■ Work item ■
Your task is to return exactly the lines that run from the one containing "task | indicate the green foliage, one" through the end of the listing below, without any pictures.

**** Records for the exercise

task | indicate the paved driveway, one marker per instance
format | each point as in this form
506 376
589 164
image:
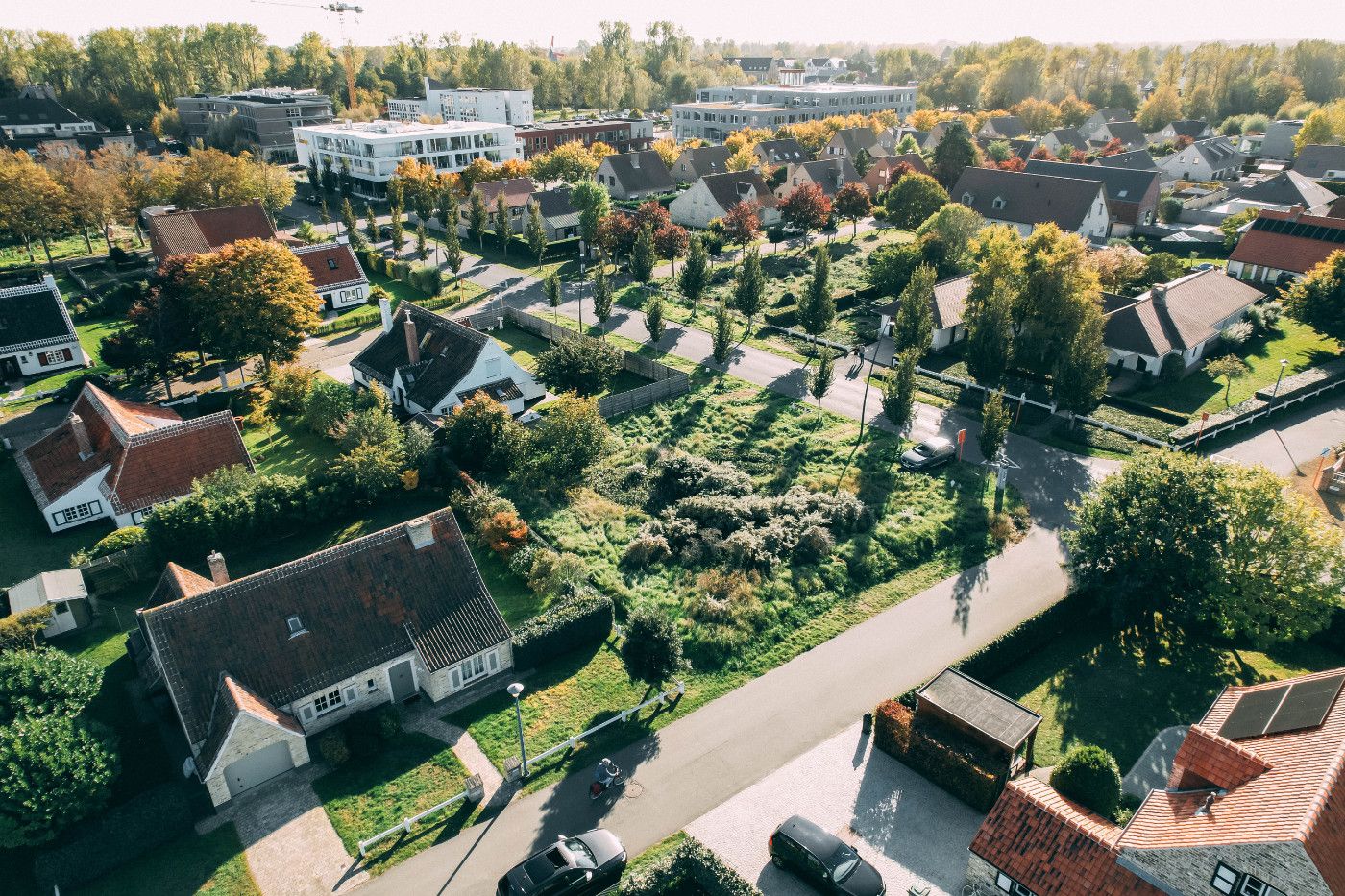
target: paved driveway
911 831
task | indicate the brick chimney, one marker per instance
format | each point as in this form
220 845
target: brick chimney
412 341
218 570
81 435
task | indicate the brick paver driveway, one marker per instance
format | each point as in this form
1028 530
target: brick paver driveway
911 831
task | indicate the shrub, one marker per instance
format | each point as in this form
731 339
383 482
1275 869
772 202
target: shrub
332 747
1089 777
116 837
580 620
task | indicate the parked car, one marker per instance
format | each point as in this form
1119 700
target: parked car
928 453
578 865
823 860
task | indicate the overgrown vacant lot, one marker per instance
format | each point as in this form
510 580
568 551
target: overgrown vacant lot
923 529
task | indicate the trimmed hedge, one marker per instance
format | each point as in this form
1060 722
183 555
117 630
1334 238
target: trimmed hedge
941 754
688 865
116 837
575 621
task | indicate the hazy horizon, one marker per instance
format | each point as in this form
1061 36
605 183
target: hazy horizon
904 22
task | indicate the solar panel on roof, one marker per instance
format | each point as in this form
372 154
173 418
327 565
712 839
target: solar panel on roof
1307 704
1253 714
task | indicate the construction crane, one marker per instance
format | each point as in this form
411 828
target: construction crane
347 50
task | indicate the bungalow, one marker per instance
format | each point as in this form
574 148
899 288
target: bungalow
1132 195
1024 201
256 665
829 174
712 197
1281 247
517 194
1180 319
116 459
697 161
635 175
950 303
338 276
37 335
1253 806
63 591
885 171
1321 161
428 363
1212 159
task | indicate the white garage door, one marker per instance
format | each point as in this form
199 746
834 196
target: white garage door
258 767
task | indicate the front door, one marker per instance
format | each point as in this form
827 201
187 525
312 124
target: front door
403 681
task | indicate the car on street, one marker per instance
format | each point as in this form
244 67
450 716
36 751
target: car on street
827 862
930 453
578 865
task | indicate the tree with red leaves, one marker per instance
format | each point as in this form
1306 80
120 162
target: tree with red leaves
806 208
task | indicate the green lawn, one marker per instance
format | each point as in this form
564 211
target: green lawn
369 795
1199 392
210 864
1122 690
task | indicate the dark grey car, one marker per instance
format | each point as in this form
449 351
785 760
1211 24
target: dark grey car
823 860
928 453
578 865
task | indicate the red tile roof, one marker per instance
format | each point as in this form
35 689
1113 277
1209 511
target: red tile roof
1052 845
151 453
192 233
1282 251
319 260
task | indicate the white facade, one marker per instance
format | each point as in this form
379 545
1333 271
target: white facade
370 150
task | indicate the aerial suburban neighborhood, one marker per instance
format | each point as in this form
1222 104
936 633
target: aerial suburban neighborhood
755 451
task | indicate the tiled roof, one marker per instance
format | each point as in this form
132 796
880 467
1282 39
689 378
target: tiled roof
31 316
192 233
448 351
1274 242
1295 798
1315 159
151 453
331 264
1052 845
1187 315
360 603
1028 198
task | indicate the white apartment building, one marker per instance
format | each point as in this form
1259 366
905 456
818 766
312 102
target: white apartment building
466 104
370 150
719 111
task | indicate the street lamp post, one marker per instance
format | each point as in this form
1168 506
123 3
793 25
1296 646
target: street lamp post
515 690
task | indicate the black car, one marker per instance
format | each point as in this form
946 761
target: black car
823 860
577 865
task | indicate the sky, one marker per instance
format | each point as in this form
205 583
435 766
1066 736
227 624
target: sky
800 20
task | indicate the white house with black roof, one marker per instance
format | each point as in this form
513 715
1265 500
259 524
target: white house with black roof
427 363
37 335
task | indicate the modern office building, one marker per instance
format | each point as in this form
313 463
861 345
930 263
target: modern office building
370 150
719 111
464 104
268 116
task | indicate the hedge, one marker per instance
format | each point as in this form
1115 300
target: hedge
941 754
575 621
690 865
118 835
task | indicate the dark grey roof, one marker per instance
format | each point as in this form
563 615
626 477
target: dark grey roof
1136 160
641 171
33 315
1317 159
981 707
448 352
1026 198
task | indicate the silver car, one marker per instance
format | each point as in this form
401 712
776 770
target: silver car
930 453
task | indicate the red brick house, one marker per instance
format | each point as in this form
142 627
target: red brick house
1254 806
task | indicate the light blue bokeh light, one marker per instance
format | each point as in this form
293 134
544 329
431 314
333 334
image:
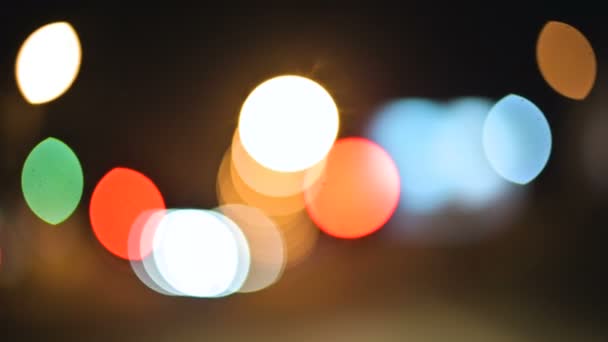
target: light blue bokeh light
517 139
459 150
406 130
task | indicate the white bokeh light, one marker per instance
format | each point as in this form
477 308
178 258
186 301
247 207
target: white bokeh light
288 123
48 62
196 253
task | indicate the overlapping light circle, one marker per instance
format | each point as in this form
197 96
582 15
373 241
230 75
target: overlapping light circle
517 139
118 199
359 190
439 153
566 60
288 123
52 181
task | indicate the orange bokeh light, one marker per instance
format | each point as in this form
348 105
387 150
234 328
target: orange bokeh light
358 192
119 198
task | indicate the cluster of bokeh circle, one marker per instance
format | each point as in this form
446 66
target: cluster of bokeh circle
288 175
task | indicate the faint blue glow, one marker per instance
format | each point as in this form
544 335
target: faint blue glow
459 150
196 253
140 238
517 139
406 130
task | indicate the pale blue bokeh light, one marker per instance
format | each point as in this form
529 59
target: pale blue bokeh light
517 139
406 130
459 150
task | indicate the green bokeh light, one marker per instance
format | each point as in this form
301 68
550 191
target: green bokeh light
52 181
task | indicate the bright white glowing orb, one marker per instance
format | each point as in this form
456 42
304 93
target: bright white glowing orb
266 245
517 139
48 62
288 123
197 253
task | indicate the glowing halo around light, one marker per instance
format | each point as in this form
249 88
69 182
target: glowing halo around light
48 62
197 253
517 139
288 123
257 178
141 239
118 199
266 245
231 189
52 181
358 192
566 60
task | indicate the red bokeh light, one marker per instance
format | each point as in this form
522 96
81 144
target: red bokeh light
358 192
119 198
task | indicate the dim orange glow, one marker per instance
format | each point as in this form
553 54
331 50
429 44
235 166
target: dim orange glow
299 233
566 60
233 190
269 182
358 192
117 201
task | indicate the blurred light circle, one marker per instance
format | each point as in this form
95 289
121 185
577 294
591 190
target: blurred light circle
197 253
517 139
244 255
52 181
288 123
119 198
406 129
358 192
141 239
266 245
48 62
231 189
267 182
458 150
566 60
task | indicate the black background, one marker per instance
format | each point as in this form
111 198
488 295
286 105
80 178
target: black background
159 91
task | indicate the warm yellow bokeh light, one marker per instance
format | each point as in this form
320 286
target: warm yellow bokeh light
48 62
288 123
566 60
268 182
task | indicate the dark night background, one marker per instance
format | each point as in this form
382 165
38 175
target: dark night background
159 91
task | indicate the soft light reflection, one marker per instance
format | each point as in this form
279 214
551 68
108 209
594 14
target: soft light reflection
566 60
447 183
141 239
265 245
119 198
288 123
231 189
197 253
517 139
244 255
266 182
406 129
52 181
48 62
358 192
459 152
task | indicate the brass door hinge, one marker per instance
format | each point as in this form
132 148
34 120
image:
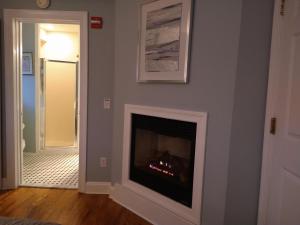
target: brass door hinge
282 7
273 125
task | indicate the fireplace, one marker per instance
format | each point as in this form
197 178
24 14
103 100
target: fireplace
162 156
162 164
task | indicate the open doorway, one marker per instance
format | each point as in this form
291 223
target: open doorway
49 117
14 87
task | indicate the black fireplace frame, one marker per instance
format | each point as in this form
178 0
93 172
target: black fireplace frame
169 127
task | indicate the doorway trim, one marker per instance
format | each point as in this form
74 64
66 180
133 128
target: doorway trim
12 17
267 156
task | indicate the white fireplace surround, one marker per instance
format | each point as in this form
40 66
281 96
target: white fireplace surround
155 207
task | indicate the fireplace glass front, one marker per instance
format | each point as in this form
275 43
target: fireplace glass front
162 156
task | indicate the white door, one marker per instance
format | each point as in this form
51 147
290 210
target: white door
280 189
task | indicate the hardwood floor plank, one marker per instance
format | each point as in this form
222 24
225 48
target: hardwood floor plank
66 207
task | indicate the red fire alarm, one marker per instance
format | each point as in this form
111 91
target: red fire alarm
96 22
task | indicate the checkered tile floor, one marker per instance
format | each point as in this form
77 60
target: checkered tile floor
51 168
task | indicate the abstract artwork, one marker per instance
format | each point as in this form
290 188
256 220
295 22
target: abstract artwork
164 40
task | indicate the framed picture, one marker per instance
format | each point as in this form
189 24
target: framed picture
27 63
164 41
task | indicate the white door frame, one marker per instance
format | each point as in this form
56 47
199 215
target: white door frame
12 17
270 112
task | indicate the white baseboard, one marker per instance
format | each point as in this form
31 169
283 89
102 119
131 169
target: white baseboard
145 208
6 184
98 187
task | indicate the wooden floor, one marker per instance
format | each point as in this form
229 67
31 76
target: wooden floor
66 207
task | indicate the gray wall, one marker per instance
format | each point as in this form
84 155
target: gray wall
29 91
228 68
248 114
101 61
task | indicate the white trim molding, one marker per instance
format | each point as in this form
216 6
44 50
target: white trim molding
140 194
98 188
271 100
12 20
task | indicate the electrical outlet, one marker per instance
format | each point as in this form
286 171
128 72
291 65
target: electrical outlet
106 103
103 162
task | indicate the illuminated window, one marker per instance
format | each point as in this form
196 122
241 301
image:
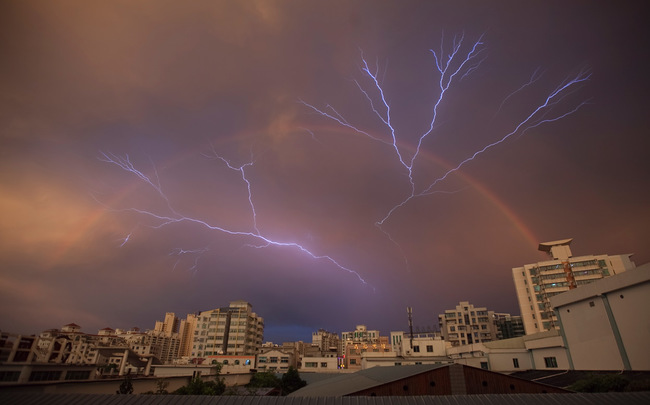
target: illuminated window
550 362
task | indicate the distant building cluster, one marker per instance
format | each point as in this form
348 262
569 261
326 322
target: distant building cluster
577 313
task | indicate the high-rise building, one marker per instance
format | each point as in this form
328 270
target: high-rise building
508 326
467 324
169 326
186 334
233 330
325 341
356 343
536 283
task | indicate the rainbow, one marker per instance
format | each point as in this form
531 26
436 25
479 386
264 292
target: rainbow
94 216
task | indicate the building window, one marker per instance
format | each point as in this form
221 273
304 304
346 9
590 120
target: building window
45 375
9 375
550 362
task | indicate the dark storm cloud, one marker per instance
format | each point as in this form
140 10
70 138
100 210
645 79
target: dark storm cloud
171 84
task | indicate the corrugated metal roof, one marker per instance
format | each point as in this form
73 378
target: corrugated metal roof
628 398
345 384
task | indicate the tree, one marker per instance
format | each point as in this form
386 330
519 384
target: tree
199 387
265 379
291 381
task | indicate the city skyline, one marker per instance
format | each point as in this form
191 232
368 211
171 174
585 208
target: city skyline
175 158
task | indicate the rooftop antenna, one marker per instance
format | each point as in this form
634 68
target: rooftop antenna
409 311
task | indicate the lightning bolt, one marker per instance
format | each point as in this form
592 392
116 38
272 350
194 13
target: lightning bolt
174 217
452 66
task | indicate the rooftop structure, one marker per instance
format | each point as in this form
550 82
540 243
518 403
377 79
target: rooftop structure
536 283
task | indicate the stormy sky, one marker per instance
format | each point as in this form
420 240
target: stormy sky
190 92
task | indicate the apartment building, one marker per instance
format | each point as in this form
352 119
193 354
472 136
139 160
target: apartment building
467 324
356 343
233 330
536 283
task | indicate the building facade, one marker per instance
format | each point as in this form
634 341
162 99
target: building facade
466 324
605 325
536 283
233 330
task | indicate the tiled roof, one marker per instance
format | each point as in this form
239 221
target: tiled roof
627 398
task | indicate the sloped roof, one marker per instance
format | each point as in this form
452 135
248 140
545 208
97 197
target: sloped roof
346 384
30 398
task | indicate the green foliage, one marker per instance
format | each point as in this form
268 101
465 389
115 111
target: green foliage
199 387
638 385
266 379
601 383
291 381
126 387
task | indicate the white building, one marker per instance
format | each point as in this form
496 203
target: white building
536 283
233 330
605 324
467 324
540 351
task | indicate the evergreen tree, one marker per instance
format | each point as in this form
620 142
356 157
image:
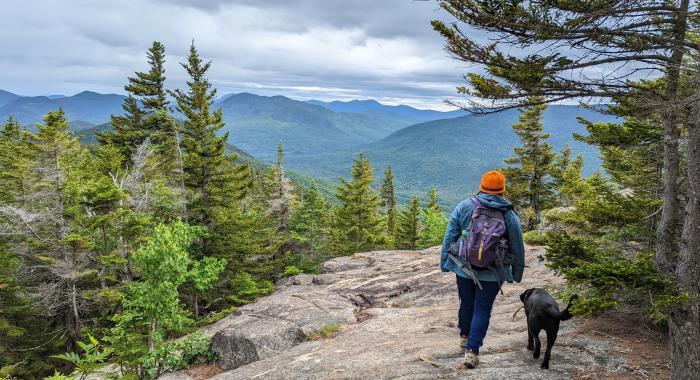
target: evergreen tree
280 197
434 200
433 222
211 178
359 225
528 173
409 226
146 113
310 227
43 233
388 197
15 163
433 226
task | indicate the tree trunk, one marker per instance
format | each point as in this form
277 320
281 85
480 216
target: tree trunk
684 321
152 335
666 231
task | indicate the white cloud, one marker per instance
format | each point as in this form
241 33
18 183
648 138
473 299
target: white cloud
326 49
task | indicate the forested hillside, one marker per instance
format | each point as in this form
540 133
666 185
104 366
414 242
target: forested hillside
451 154
630 240
150 226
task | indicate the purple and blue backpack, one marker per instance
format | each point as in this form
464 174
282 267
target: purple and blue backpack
485 244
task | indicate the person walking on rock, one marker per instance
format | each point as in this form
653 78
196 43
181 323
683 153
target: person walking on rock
483 246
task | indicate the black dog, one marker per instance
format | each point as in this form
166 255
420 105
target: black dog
542 312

********

■ Written solution ■
task | indicate the green foliage, one marker per instance
format | each point as in this form
268 101
465 389
115 111
target: green foliage
199 387
638 385
266 379
601 383
291 381
126 387
task | indicate the white building, one marker per instance
format | each point as in this form
496 203
target: white building
536 283
233 330
605 324
467 324
540 351
task | indicate the evergreen tree, one marker per instance
format | each point as in this form
620 142
356 157
image:
target: evergreen tree
280 197
434 200
433 222
211 178
359 225
528 173
409 226
146 113
310 227
43 233
388 197
15 163
433 226
task | indicate the tree trunk, one marker per instance
format | each point as in this form
277 320
281 85
480 216
target: tree trunk
684 321
152 335
666 231
task | indicate the white cloud, one marker per instance
format | each point as in this form
241 33
18 183
648 138
473 299
target: white cloud
326 49
task | indicate the forested hillside, one marker per instance
format | each point as in this form
540 133
666 185
104 366
414 242
target: forested hillside
451 154
630 240
150 226
task | indicate the purple and blue backpack, one marker per instance
format | each point as in this form
464 174
282 267
target: purple and blue backpack
485 244
task | indicate the person walking on rock, one marker per instance
format | each point as in this form
653 78
196 43
181 323
683 153
target: person walking on rock
483 246
task | indicate the black dog, one marker per instance
format | each point as in this form
166 255
420 105
target: black dog
542 312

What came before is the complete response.